╭─ Record extracts

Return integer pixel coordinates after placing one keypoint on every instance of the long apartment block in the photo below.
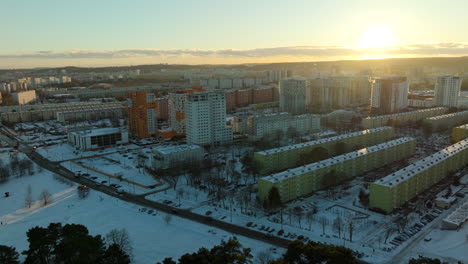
(413, 116)
(444, 122)
(287, 157)
(306, 179)
(460, 133)
(396, 189)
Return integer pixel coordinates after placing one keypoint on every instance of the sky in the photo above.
(130, 32)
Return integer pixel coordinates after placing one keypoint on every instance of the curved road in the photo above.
(55, 167)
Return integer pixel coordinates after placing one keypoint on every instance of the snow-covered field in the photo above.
(153, 239)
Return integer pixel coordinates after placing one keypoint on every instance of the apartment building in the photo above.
(259, 126)
(447, 90)
(25, 97)
(176, 106)
(389, 94)
(97, 138)
(402, 118)
(304, 180)
(142, 114)
(287, 157)
(447, 121)
(292, 93)
(338, 92)
(206, 119)
(396, 189)
(167, 157)
(460, 133)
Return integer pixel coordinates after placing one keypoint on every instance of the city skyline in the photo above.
(206, 32)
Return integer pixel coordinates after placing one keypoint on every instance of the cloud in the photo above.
(318, 52)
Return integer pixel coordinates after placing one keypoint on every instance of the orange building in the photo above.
(142, 114)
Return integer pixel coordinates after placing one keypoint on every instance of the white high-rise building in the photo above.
(389, 94)
(447, 90)
(293, 95)
(176, 106)
(206, 119)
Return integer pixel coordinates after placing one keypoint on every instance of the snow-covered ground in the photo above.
(152, 238)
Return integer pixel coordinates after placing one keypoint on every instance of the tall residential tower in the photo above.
(447, 90)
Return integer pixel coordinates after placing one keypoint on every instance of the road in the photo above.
(58, 169)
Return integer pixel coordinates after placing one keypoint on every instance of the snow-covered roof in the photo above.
(462, 113)
(460, 215)
(98, 132)
(324, 140)
(332, 161)
(406, 113)
(465, 126)
(422, 165)
(175, 148)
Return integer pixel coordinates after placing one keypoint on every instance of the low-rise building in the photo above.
(444, 122)
(460, 133)
(25, 97)
(396, 189)
(98, 138)
(259, 126)
(402, 118)
(282, 158)
(176, 156)
(456, 219)
(304, 180)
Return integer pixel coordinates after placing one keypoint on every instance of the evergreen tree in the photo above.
(8, 255)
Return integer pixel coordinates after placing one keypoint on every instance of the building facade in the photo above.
(25, 97)
(287, 157)
(259, 126)
(389, 94)
(338, 92)
(459, 133)
(447, 121)
(447, 90)
(292, 93)
(206, 119)
(97, 138)
(304, 180)
(402, 118)
(176, 156)
(142, 114)
(396, 189)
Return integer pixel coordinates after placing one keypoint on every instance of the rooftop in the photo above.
(324, 140)
(422, 165)
(407, 113)
(175, 148)
(98, 131)
(448, 115)
(460, 215)
(338, 159)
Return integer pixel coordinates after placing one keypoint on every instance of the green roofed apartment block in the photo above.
(396, 189)
(402, 118)
(304, 180)
(444, 122)
(282, 158)
(459, 133)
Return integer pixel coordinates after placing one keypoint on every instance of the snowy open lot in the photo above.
(152, 238)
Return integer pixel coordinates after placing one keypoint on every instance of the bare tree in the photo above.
(45, 197)
(167, 218)
(310, 218)
(28, 200)
(338, 225)
(324, 222)
(264, 257)
(120, 238)
(350, 228)
(180, 194)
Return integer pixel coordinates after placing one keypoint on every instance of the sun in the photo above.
(377, 36)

╰─

Reproduce word for word the stretch of the material from the line containing "lot in the photo above." through its final line.

## [Exercise response]
Return integer pixel coordinates after placing one keypoint on every instance of the snowy open lot in the photo above.
(152, 238)
Return integer pixel coordinates after placing one keypoint on every instance of the bare tree in the photo above.
(45, 197)
(167, 218)
(310, 218)
(28, 200)
(338, 225)
(324, 222)
(264, 257)
(120, 238)
(350, 228)
(180, 194)
Return integer pixel coordinates after placing one keypoint on every instance of the sun in the photo above.
(377, 36)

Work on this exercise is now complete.